Aufgabenstellung: Innerhalb welcher Frist müssen Arbeitnehmer laut dem Lesetext Klage erheben, wenn das befristete Arbeitsverhältnis ausläuft?

+++ Lesetext +++

Das macht das BAG doch ständig – wird sich mancher jetzt denken. In dieser Sache ist das BAG aber, jedenfalls nach Auffassung des BVerfG, übers Ziel hinausgeschossen. Das BVerfG gestand dem BAG immerhin zu, dass das Vorbeschäftigungsverbot nicht gelten könne, wenn eine Gefahr der Kettenbefristung nicht bestehe. Das könne so sein, wenn das vorherige Arbeitsverhältnis schon sehr lange zurückliegt, ganz anders geartet war oder von sehr kurzer Dauer gewesen ist.
Zu denken ist dabei etwa an Werkstudenten, die nach dem Studium zunächst für einige Jahre bei einem anderen Arbeitgeber arbeiten und dann zu dem Unternehmen zurückkehren, bei dem sie als Werkstudenten gearbeitet haben. Drei Jahre als feste Grenze zu bestimmen, stehe dem BAG aber nicht zu.
Es wird jetzt Aufgabe der Arbeitsgerichte sein, den Ansatz des BVerfG umzusetzen. Es muss ermittelt werden, welche Umstände letztlich dazu führen, dass die Gefahr einer Kettenbefristung im Einzelfall nicht mehr besteht. Das geht mit einer erheblichen Unsicherheit einher.
Für Arbeitgeber, die sich bislang auf die Drei-Jahres-Regel verlassen haben, könnte das unangenehme Folgen haben. Es besteht die Gefahr, dass die Befristung nicht zulässig ist. Man wird dann vor Gericht gut argumentieren müssen, warum das vorherige Arbeitsverhältnis in diesem konkreten Einzelfall nicht mehr zu berücksichtigen sei.
Arbeitnehmer können sich freuen. Eine fehlerhafte Befristung führt letztlich dazu, dass ein unbefristetes Arbeitsverhältnis besteht. Sie müssen zunächst nichts unternehmen. Läuft das befristete Arbeitsverhältnis allerdings aus, müssen sie innerhalb von drei Wochen nach dem Ende des Arbeitsverhältnisses Klage erheben. Will der Arbeitgeber den Mitarbeiter nicht weiter unbefristet beschäftigen, stehen die Chancen auf eine Abfindung nicht schlecht.

+++ Datenabschnitt +++

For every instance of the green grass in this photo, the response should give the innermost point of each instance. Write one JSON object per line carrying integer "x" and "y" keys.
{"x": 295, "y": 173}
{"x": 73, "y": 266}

+++

Lösung zur Aufgabe: Innerhalb von drei Wochen nach dem Ende des Arbeitsverhältnisses.